» Auszüge der Datensätze

══════════════════════════════

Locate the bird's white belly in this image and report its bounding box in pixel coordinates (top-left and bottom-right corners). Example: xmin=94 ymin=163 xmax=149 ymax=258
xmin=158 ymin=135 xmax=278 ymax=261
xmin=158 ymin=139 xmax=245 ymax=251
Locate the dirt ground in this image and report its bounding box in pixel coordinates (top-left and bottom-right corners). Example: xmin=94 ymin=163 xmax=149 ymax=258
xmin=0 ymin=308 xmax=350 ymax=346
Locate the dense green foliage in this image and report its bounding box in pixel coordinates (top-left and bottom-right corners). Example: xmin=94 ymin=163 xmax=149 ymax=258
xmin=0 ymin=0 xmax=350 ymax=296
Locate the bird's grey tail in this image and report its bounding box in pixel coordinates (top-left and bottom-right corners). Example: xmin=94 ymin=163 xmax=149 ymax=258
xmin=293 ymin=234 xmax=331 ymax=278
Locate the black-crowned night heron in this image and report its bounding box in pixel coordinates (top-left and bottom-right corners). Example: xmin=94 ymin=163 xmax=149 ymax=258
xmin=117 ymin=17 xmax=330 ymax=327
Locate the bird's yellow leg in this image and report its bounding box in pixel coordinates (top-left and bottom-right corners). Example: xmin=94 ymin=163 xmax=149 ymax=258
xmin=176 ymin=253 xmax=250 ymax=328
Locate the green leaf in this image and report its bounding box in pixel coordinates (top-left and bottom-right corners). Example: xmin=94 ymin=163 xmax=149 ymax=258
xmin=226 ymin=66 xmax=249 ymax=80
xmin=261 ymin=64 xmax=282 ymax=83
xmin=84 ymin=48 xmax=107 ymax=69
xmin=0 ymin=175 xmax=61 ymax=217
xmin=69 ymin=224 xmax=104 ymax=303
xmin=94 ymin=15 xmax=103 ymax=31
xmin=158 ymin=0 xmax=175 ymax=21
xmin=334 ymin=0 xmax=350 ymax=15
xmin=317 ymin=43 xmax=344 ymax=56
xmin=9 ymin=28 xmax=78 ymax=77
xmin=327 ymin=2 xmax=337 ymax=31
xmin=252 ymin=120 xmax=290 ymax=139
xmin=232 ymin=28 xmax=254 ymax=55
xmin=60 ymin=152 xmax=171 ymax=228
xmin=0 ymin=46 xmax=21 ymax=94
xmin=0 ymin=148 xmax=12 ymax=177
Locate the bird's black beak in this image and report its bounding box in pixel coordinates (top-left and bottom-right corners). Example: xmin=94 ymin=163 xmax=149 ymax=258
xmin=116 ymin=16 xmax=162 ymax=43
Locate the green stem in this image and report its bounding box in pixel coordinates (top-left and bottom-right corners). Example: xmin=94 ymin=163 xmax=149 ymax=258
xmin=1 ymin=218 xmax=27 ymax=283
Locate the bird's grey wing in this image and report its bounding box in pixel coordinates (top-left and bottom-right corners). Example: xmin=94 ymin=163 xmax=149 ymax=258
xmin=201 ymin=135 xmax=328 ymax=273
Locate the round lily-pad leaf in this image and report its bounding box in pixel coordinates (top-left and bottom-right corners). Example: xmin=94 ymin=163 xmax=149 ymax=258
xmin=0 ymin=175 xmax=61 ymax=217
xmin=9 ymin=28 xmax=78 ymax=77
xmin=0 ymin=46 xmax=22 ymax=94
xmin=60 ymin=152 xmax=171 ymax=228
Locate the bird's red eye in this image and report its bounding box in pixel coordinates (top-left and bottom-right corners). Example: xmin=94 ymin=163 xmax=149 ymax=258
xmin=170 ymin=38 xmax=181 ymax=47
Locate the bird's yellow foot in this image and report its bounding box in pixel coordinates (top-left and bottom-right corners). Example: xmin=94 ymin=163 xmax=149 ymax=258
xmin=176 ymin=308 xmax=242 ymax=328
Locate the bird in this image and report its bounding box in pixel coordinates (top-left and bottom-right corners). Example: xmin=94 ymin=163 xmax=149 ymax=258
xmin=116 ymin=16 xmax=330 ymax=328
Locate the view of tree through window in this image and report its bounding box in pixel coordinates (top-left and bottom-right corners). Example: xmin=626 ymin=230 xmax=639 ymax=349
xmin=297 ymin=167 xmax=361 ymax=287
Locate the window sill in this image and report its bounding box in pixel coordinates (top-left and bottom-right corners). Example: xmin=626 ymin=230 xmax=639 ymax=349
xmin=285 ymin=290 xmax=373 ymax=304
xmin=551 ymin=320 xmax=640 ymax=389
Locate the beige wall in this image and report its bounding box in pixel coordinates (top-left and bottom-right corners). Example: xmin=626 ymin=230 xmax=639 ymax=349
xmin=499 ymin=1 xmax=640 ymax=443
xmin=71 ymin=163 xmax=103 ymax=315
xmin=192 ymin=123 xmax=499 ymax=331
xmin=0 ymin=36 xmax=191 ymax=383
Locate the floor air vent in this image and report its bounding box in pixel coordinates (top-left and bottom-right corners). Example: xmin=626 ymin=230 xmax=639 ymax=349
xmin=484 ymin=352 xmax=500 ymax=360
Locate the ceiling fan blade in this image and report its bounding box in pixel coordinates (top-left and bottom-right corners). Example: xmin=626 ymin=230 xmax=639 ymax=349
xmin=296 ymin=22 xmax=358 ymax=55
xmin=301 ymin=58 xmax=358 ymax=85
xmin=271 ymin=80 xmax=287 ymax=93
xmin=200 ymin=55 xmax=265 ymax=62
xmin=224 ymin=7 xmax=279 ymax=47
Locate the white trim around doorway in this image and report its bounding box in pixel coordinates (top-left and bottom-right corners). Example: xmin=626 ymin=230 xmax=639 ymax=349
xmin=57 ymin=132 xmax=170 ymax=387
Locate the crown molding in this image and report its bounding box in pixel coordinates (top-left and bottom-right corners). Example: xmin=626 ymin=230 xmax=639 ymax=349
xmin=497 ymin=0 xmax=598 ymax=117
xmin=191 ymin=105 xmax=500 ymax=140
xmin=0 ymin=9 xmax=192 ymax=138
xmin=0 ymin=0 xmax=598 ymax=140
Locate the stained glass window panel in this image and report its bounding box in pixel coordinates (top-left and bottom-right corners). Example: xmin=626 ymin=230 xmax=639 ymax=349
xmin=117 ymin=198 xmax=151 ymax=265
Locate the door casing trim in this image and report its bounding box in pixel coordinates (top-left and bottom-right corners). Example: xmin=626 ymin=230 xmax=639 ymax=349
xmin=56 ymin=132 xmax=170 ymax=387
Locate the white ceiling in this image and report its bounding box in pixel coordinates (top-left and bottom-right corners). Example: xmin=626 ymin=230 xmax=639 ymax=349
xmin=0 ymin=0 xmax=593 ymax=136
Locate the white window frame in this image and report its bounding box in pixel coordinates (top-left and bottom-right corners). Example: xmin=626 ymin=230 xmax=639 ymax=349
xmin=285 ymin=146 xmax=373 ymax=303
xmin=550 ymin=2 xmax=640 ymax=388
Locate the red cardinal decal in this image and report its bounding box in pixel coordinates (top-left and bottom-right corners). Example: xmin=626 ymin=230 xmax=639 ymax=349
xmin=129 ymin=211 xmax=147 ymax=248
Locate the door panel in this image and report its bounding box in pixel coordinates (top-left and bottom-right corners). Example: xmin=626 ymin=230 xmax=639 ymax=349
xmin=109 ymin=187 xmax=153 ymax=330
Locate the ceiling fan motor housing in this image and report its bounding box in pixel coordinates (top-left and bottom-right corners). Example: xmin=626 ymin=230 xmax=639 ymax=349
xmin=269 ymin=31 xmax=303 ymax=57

══════════════════════════════

» Aufgabenstellung
Stelle alles von der Zeile mit „Locate the beige“ bis hinunter zur Zeile mit „xmin=0 ymin=36 xmax=191 ymax=383“ als nummerierte Liste dar, beide Zeilen eingeschlossen und ohne Leerzeilen.

» Antwort zur Aufgabe
1. Locate the beige wall in this image and report its bounding box in pixel coordinates (top-left and bottom-right corners). Example: xmin=626 ymin=230 xmax=639 ymax=349
2. xmin=499 ymin=1 xmax=640 ymax=443
3. xmin=71 ymin=163 xmax=103 ymax=315
4. xmin=192 ymin=123 xmax=499 ymax=331
5. xmin=0 ymin=36 xmax=191 ymax=383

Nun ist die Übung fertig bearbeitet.